> _ACTIVITÉS_
1) Relevez toutes les années citées dans le texte sur la honte des conditions carcérales, sans répétition et dans l'ordre où elles apparaissent pour la première fois.
2) Écrivez la suite du texte sur la honte des conditions carcérales, en reprenant juste après sa dernière phrase.

Il y a de quoi avoir honte quand des jeunes de 20 ans se suicident au quartier disciplinaire de la maison d’arrêt où ils sont en détention provisoire ; ils sont sous la responsabilité de l’administration pénitentiaire.

Il y a de quoi avoir honte quand l’administration pénitentiaire ne prend même pas la peine de répondre à la Commission nationale de déontologie de la sécurité (CNDS), suite à une saisine du 11 avril 2003.

Il y a de quoi avoir honte quand des personnes meurent en prison parce qu’une suspension de peine pour raison médicale a été refusée (quiconque ait la responsabilité de ces décisions).

Il y a de quoi avoir honte à prétendre faire des règles pénitentiaires européennes (RPE) une charte d’action de l’administration pénitentiaire, alors que, pour une partie d’entre elles, elles sont une simple révision de celles de 1987. La direction de l’administration pénitentiaire crée une lettre d’information sur l’actualité des règles pénitentiaires européennes, dont le 1er numéro est daté de mars 2007, qui plus est, dans les 2 langues officielles du conseil de l’Europe. Mais, pour l’instant il s’agit toujours de la phase d’expérimentation ; moins d’un établissement sur 6 est concerné et les règles incompatibles avec le droit français ont été écartées, alors même que la France s’est moralement engagée en adoptant les RPE avec les autres pays.

Il y a de quoi avoir honte lorsque, pour assurer sa mission de réintégration des personnes dans la société, l’administration pénitentiaire met à disposition un conseiller d’insertion et de probation pour 134 personnes incarcérées, d’après le rapport d’août 2006 de l’inspection générale des services judiciaires (rapport rendu officiel début 2007 seulement).

Il y a de quoi avoir honte quand des personnes restent à l’isolement des années durant, totalement privées de contacts sociaux et de sollicitations sensorielles.

Il y a de quoi avoir honte quand une femme enceinte reste incarcérée.

Il y a de quoi avoir honte quand une mère est séparée de son enfant, lorsque celui-ci atteint l’âge de 18 mois.

Il y a de quoi avoir honte quand ce n’est qu’en février 2007 que l’administration pénitentiaire a saisi le ministère de l’intérieur pour étudier la question de l’installation de bureaux de vote dans les prisons, en vue de l’élection présidentielle d’avril 2007.

 

La question n’est pas de savoir si ce sont les surveillants en particulier qui vont travailler dans la honte.

> _LIGNES FOURNIES_
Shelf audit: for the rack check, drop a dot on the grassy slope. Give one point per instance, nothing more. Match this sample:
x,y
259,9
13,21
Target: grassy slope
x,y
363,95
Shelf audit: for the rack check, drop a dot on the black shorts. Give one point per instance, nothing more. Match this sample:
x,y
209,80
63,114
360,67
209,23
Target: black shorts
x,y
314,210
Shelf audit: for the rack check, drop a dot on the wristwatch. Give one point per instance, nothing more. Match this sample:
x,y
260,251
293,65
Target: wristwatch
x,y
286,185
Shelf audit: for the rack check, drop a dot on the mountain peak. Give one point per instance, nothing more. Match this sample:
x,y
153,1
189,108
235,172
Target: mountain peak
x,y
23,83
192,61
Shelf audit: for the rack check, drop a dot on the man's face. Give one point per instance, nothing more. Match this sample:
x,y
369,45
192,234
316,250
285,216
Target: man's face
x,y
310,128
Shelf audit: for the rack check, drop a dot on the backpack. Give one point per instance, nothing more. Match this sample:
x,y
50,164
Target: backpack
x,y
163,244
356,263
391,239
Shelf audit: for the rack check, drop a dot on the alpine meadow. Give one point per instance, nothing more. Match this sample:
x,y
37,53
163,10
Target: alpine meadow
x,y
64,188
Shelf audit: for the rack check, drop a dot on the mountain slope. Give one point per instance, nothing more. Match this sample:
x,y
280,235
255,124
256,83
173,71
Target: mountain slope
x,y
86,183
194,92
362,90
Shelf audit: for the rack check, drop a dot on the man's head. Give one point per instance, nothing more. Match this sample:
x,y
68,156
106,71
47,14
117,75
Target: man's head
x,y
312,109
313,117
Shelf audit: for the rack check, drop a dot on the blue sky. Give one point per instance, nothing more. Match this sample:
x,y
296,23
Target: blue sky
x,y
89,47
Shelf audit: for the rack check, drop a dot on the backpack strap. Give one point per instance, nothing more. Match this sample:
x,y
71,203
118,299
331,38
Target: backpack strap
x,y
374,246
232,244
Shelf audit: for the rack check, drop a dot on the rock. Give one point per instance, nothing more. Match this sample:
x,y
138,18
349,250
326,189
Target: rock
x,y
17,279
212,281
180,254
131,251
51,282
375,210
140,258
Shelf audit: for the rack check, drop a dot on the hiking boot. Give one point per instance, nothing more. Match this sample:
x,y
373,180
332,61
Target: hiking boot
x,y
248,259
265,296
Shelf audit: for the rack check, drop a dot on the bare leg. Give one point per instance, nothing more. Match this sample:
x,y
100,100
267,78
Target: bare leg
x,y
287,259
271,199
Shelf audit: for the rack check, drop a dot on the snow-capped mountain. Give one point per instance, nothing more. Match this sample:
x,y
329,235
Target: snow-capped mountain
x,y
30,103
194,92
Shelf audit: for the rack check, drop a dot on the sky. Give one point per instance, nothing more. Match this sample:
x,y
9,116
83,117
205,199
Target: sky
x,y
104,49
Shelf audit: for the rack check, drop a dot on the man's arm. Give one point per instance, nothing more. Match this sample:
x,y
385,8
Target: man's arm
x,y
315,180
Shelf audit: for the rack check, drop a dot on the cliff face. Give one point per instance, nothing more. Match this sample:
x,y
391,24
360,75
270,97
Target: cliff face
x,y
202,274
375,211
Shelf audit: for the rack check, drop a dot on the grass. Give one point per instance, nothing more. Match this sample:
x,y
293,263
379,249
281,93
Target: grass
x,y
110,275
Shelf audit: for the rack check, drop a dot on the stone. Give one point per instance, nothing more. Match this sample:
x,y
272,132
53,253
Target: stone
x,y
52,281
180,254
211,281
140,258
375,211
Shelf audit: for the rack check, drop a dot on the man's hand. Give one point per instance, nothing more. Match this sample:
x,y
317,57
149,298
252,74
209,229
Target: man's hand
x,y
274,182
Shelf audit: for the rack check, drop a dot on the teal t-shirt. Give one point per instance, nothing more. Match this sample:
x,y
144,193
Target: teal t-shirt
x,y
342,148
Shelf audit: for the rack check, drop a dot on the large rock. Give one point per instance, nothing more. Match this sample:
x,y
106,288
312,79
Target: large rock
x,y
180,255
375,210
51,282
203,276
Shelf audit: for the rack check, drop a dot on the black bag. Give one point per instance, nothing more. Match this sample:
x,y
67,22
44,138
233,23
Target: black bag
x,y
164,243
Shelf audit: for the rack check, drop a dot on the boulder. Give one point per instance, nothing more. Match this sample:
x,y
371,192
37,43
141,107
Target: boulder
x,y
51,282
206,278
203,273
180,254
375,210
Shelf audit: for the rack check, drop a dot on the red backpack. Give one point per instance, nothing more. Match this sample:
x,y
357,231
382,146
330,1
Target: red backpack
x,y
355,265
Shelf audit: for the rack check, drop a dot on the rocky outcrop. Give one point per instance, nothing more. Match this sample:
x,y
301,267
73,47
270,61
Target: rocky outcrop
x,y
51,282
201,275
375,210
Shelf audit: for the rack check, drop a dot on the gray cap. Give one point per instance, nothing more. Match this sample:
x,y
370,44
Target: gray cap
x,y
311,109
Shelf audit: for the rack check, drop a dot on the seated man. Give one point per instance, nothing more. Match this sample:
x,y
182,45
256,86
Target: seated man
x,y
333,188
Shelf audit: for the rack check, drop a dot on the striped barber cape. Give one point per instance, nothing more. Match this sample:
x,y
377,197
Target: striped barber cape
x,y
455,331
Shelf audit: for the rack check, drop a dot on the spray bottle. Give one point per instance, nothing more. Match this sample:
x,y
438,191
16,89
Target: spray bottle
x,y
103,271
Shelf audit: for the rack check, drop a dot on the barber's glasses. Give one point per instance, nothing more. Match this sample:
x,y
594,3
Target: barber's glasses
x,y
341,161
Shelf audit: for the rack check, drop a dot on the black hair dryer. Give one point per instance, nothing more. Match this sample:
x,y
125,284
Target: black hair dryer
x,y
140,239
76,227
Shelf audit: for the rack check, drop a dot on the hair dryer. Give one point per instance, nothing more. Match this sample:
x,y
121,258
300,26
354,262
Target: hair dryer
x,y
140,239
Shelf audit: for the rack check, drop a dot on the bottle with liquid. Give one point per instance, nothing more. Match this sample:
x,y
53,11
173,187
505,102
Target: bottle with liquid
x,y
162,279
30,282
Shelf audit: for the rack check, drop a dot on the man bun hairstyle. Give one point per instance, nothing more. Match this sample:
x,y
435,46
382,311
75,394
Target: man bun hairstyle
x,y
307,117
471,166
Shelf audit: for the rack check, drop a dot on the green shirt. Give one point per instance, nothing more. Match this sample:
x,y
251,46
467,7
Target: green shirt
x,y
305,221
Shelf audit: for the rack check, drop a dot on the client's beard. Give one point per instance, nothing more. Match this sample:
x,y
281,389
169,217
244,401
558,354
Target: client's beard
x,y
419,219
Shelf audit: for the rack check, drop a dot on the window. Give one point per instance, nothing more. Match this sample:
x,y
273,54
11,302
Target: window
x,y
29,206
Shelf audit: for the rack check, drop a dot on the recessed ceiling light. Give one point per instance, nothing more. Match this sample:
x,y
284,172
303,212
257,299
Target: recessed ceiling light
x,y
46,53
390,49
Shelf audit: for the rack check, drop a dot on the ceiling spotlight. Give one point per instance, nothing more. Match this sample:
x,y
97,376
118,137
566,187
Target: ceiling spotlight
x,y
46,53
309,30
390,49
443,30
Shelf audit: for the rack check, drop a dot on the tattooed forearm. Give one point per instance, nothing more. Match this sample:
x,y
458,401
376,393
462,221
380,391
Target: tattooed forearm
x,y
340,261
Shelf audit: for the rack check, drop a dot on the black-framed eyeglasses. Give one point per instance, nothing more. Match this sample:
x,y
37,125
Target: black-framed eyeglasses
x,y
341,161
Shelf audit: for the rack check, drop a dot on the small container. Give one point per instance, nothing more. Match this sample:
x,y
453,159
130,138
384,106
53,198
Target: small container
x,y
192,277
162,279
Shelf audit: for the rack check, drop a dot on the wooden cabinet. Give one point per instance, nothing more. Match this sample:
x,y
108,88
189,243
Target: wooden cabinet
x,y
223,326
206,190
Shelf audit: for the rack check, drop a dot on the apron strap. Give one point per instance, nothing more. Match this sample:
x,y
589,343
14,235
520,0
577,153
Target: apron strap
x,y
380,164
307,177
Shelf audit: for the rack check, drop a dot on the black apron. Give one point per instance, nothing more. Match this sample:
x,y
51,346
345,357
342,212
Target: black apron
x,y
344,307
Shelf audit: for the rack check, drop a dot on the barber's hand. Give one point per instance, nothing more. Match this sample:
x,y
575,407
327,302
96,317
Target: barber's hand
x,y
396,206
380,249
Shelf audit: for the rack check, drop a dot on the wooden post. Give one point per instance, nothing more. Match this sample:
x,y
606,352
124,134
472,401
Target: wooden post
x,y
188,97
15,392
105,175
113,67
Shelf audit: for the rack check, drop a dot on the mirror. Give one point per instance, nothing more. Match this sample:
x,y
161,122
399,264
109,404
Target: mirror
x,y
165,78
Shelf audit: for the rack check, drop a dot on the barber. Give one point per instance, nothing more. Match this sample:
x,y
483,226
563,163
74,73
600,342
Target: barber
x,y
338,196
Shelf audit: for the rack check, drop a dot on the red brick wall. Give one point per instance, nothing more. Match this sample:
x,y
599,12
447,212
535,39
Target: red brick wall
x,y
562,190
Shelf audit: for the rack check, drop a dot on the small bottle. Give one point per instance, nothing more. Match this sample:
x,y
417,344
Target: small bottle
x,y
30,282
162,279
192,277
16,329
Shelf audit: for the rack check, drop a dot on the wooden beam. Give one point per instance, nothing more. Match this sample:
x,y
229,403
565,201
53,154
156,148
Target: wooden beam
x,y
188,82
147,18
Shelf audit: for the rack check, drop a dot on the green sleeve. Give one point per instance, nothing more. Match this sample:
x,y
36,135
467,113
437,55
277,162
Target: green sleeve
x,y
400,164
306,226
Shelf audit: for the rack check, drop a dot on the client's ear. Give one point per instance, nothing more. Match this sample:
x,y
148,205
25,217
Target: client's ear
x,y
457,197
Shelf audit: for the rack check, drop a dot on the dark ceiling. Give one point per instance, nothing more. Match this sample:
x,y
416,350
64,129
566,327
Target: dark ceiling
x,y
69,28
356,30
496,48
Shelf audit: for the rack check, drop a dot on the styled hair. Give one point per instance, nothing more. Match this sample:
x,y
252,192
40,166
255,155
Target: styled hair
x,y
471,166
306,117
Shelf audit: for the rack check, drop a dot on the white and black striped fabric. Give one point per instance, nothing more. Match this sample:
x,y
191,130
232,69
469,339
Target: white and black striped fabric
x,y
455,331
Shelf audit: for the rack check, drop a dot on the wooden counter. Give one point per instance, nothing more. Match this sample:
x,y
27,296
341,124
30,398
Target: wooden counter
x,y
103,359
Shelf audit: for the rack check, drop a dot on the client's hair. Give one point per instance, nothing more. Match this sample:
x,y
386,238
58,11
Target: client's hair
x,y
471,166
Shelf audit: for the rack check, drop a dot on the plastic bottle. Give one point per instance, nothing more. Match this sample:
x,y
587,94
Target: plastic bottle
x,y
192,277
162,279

> _RÉPONSES CI-DESSOUS_
1) 2003, 1987, 2007, 2006

2)
"Chacun doit balayer devant sa porte et mesurer l’écart qui sépare le discours et l’action. Ceci vaut pour le service public. Mais cela concerne aussi ceux qui continuent de "laisser croire" à une société sans prison, à des prisons sans sécurité, à des détentions sans risque, à une réinsertion spontanée. Ceux dont les raisonnements prennent des détours inattendus voire pervers, qui tiennent de la politique du pire. Ceux enfin qui excellent à brouiller les repères. "

 

Bien sûr que l’on peut espérer une société sans prison, non pas une société sans crime (ce serait de l’angélisme), mais une société qui aurait la capacité à sanctionner le crime dans le respect des droits de l’Homme.

La réintégration des personnes n’est assurément pas spontanée ; mais ce n’est pas en faisant de la prison une zone dérogatoire au droit du travail que les personnes auront une vision positive du travail ; or la réintégration se fait souvent par le biais d’une activité salariée.

Que les détours des raisonnements soient qualifiés de "pervers" n’engage que la responsabilité de celui qui l’a écrit.

 

"Elles [les RPE] nous permettent de mêler principes et pratique. En prenant en compte la réalité telle qu’elle est. Et non la prison idéale dont certains rêvent. Ne jouons pas avec un sujet aussi sérieux."

 

La prison idéale n’existe pas car la privation de liberté ne peut être ni un idéal ni un rêve.

Il ne faut jamais oublier que ce sont environ 60 000 personnes qui sont incarcérées à un instant donné, et autant de familles affectées par l’incarcération d’un proche. Personne n’a donc envie de "jouer avec un sujet aussi sérieux".